--- Task set ---
1. Rewrite the paragraph of the Vodafone investment excerpt that begins "Vodafone has also set aside" as a short bulleted list, keeping its main facts.
2. List every line of the entries that contains the string "water", treating case as significant.

--- Extract provided ---
[Begin]

In AMAP (Africa, Middle East and Asia/Pacific), around £1.5 billion ($2.38 billion) will be pumped into the extension of 3G coverage in major cities and "key regions to provide wider voice coverage and the best data experience."
The operator, which recently completed the acquisition of German cable operator Kabel Deutschland Holding AG, is also investing in its fixed access networks in these regions. About £1 billion will be spent on DSL and fiber access networks in Europe, while a "fiber footprint" will be established in "key business areas" across AMAP to support provide fixed-plus-mobile packages. (See Euronews: Vodafone Strikes €7.7B Kabel Deal.)
Vodafone has also set aside £500 million ($794 million) to invest in various systems and assets to support its Enterprise services business, including machine-to-machine (M2M) capabilities, IP VPN coverage, datacenter hosting, and "traffic routing systems to build our carrier services business."
And last but certainly not least, the operator is pumping £1 billion into its customer experience management (CEM) capabilities. In addition to improving its online and mCare mobile app systems, Vodafone will accelerate its deployment of mobile payment systems in AMAP and some European markets and introduce "new and standardised systems will simplify Vodafone's operations and improve the experience for our customers."
Time to invest?
Vodafone may be setting a trend by increasing its network and Service Provider Information Technology (SPIT) investments. According to a new report on the European telecom sector from ratings agency Moody's Investors Service , the region's operators are expected to invest more in 2014 on their mobile and fixed broadband network upgrades, with some forced to react to their larger rival. "Vodafone's investment plans may force other European operators to follow suit and increase network spending," notes Moody's, though few will have access to Vodafone's resources.

[End]

--- Extracted records ---

[Begin]

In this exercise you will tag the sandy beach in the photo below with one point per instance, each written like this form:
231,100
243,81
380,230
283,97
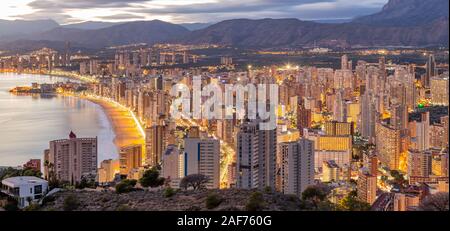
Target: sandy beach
125,128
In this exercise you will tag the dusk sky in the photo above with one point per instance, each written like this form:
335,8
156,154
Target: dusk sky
184,11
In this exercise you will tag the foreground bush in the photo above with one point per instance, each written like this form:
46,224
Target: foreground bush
213,200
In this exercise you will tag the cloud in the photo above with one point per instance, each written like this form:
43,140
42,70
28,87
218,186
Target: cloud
183,11
121,17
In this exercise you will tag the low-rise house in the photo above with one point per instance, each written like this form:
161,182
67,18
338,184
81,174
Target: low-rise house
25,189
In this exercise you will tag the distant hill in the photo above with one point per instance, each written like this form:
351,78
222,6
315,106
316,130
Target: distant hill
408,13
132,32
21,27
195,26
400,23
90,25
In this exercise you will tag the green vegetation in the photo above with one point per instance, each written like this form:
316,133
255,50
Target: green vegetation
125,186
11,205
213,200
399,179
71,203
351,203
169,192
196,181
151,178
12,172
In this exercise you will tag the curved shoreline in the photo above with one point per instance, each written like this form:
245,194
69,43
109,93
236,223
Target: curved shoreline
126,129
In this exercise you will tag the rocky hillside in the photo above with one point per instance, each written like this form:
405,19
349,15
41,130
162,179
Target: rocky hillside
232,199
408,13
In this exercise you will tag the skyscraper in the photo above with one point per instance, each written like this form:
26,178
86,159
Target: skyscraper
367,186
297,168
155,141
256,156
388,146
419,163
431,70
439,90
202,156
73,158
130,159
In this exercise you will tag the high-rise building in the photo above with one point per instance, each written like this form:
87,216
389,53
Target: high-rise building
173,165
336,148
439,90
431,70
334,128
108,170
155,142
367,187
330,171
405,202
423,132
130,159
419,163
304,118
202,156
73,158
256,156
388,146
368,117
33,164
399,117
297,168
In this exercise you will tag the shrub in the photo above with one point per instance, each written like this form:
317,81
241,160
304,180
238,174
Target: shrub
268,189
71,203
196,181
213,200
125,186
151,178
11,205
255,202
168,192
48,199
124,208
32,207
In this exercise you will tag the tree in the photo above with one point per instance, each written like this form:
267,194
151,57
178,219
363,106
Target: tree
87,181
315,194
151,178
213,200
11,205
351,203
125,186
435,202
12,172
196,181
71,203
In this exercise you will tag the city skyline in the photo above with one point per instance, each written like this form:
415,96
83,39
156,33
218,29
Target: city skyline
242,115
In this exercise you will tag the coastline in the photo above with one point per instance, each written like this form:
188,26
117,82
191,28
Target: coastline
126,128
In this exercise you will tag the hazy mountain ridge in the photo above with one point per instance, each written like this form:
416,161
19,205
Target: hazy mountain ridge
399,23
132,32
408,13
21,27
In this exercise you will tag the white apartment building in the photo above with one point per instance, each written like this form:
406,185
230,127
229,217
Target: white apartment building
202,156
25,189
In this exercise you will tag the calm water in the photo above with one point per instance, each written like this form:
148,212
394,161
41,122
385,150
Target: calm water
28,123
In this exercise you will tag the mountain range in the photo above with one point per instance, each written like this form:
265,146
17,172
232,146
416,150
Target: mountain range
399,23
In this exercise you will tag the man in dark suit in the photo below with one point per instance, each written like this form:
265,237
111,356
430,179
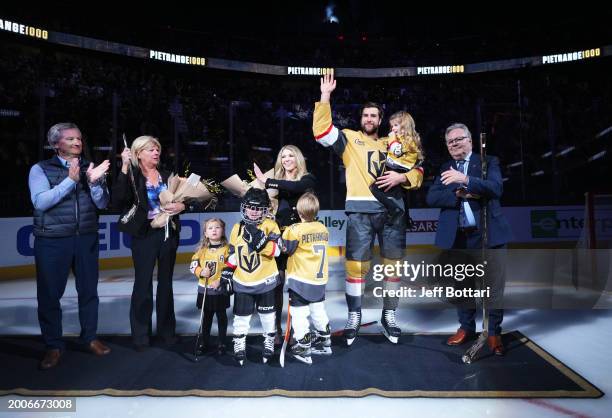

[End]

--- Written answers ---
1.
- Vodafone has set aside £500 million ($794 million) for its Enterprise services business.
- The money goes to systems and assets, including:
  - machine-to-machine (M2M) capabilities
  - IP VPN coverage
  - datacenter hosting
  - traffic routing systems to build its carrier services business

2.
In this exercise you will tag the calm water in the photo above with one point per instance, each written like this form:
Target: calm water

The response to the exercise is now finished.